张爱玲起先不仅对胡兰成的危险处境认识不足,对自己是否会沾上汉奸嫌疑也毫无概念。所以当舆论对她的指责汹汹而来时,张爱玲终不能做到像以往面对人们批评她的作品那样置身事外,她觉得受到了冤枉,她有话要说。

张爱玲受到苏青、潘柳黛等一些“文化汉奸”为自己辩白的影响,也在重印《传奇增订本》给了自己一个辩白、说话的机会。

其实,在大是大非上,她的心中也是有准绳的,在一些事情上界限很分明。就像那次1945年日本在南京召开“大东亚文学会”的作家名单中,曾经列有张爱玲的名字,向来不愿意多事的张爱玲这次却是旗帜鲜明地登报声明,自己与此事无关。

就“汉奸”的概念来说,其实是被分为法律的与道德的。前者是以法律法规的定义为衡量标准,后者则以社会公众心目中的是非观为准星;前者甄别对象以严谨为要,而后者则相对宽泛;前者只对“质”作界定,不大涉及“量”,而后者则除了判定“质”以外,还对“量”进行评论。

具体来说,法律通过某人是否触犯某条的条文给下“是汉奸”或“不是汉奸”的结论,公众的判断是只要某人有汉奸行为就是汉奸,不一定非得犯了汉奸罪。而在公众的心目中,与日伪勾勾搭搭混在一起的行为就算汉奸行为,显然张爱玲与苏青都是因此而被指为“行为不端”。

所以张爱玲的辩白又有道理又无道理。有道理的是国民政府确未以汉奸罪缉捕起诉她;也并未找到她撰文涉及政治、拿过日伪津贴的证据;更没有因她嫁给胡兰成就视她为汉奸。无道理的是她不懂得她虽然过得了法律这一关,还有道德的亦即公众口碑这一关必须通过,而前者是底线,后者是上线。仅以底线来要求自己,作为一个文化公众人物,当时的文化名人,其品格的姿态并不好看。

> 所给信息:
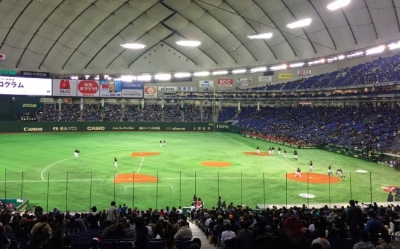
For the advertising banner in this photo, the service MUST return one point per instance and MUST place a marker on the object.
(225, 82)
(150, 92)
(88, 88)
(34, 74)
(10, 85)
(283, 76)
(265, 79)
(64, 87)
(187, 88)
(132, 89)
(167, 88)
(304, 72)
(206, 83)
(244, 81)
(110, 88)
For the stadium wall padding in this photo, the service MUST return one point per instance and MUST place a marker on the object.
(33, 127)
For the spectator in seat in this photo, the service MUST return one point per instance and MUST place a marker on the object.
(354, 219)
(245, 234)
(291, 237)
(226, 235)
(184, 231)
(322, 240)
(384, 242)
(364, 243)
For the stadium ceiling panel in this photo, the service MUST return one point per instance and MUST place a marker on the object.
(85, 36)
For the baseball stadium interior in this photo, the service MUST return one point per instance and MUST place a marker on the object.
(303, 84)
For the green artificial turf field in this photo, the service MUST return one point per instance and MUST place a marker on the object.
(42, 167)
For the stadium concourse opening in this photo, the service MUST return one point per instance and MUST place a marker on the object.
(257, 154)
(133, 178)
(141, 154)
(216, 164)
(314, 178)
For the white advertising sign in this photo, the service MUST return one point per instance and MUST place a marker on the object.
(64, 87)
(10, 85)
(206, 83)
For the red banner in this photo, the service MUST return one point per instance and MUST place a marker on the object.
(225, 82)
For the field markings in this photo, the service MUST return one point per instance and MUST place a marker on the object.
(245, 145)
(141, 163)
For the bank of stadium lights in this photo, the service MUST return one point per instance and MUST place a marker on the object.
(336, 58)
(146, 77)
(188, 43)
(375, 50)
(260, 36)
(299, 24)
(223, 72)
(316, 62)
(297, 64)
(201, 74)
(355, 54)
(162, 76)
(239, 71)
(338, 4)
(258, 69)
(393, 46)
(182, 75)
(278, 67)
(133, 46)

--

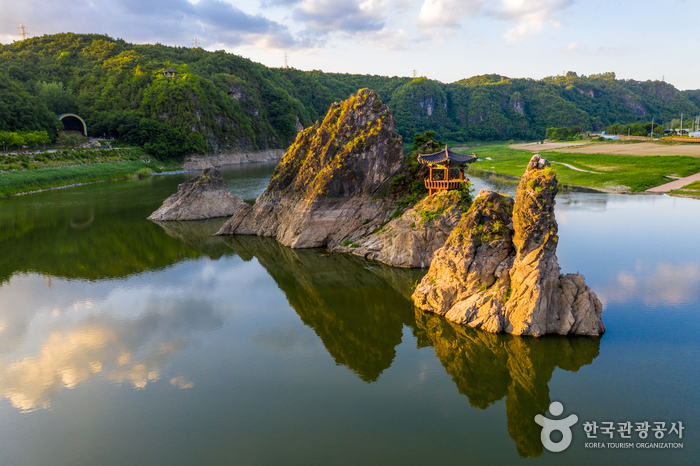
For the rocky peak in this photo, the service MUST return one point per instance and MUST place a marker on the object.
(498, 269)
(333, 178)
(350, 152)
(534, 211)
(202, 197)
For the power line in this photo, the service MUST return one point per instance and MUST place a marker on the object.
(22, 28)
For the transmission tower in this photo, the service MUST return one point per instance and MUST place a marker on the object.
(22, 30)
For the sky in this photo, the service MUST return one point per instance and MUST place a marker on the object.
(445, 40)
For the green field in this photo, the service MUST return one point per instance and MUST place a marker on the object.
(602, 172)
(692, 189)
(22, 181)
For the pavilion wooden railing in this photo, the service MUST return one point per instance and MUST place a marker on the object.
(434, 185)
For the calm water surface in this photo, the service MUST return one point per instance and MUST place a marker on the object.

> 任务目标:
**1)** 从谈张爱玲与汉奸指责的节选文字中，把“所以张爱玲的辩白又有道理又无”到“名人,其品格的姿态并不好看。”这一段原样抄下来。
**2)** 接着谈张爱玲与汉奸指责的节选文字，从最后一句之后往下续写。

> 任务解答:
**1)**
所以张爱玲的辩白又有道理又无道理。有道理的是国民政府确未以汉奸罪缉捕起诉她;也并未找到她撰文涉及政治、拿过日伪津贴的证据;更没有因她嫁给胡兰成就视她为汉奸。无道理的是她不懂得她虽然过得了法律这一关,还有道德的亦即公众口碑这一关必须通过,而前者是底线,后者是上线。仅以底线来要求自己,作为一个文化公众人物,当时的文化名人,其品格的姿态并不好看。

**2)**
何况在国民政府颁布的《惩治汉奸条列》中,列有包庇汉奸罪这一条,就这一条罪名足够使张爱玲陷入吃不了兜着走的境地。胡兰成在潜逃期间,曾就宿于张爱玲处,后来张爱玲除了辗转赴温州探视外,还曾托人捎带外国香烟、剃须刀片等生活用品,在胡兰成逃亡期间长期偷偷给予生活费用,这些行为是否有包庇之嫌?对此张爱玲还能做到理直气壮吗?国民政府没有起诉她,是当时没有掌握这些情况,而非是据以“亲亲相匿”的法律原则才不加以追究。

张爱玲为《传奇增订本》写序是1947年11月,此时她已经与胡兰成分道扬镳,抗日战争也已经结束了一段时间,但是她仍旧专做说明,足见她对此事的看重。尽管她不问政治,也不关心他人的政治态度,但从这里看,她对自己要求还是严格的。她实际守住了一条界线,对自己参加的活动具体有什么性质她是清醒的。

在这一阶段上,张爱玲的政治态度虽不是积极明朗的,但至少是清白的。她与胡兰成的短暂的一段婚恋,主要是情感长期孤独后的突然爆发,使她来不及细想政治态度而陷入情感的漩涡,但是当她一旦理智清醒,她也并不优柔寡断,很快便从情感中拔出来。自然这对于本来就敏感的张爱玲无异于是目睹了一幕人间悲喜剧,只不过这一次的主角是她自己。

张爱玲在“心酸”的一刹那,她想到的定然是她的辛酸的爱情,纵使她自己曾经相信那是滚滚红尘间唯一的真实,但是她能够摆月兑那种悲哀的宿命吗?

这期间,她写的作品,很多的杂志社都不敢或不屑刊登,这期间,龚之方、唐大郎出手相助,给予了张爱玲极大的支持。

龚之方、唐大郎合手办起了一个通俗文学杂志,叫做《大家》,他们两位原来都鸳鸯蝴蝶派的干将,现在继续做起来,得心应手。不过后来才知道,这个《大家》杂志是龚之方受左翼文学界的指令而办的,龚之方是文学界的共产党员,私下里与左翼的田汉、夏衍都有着密切的联系。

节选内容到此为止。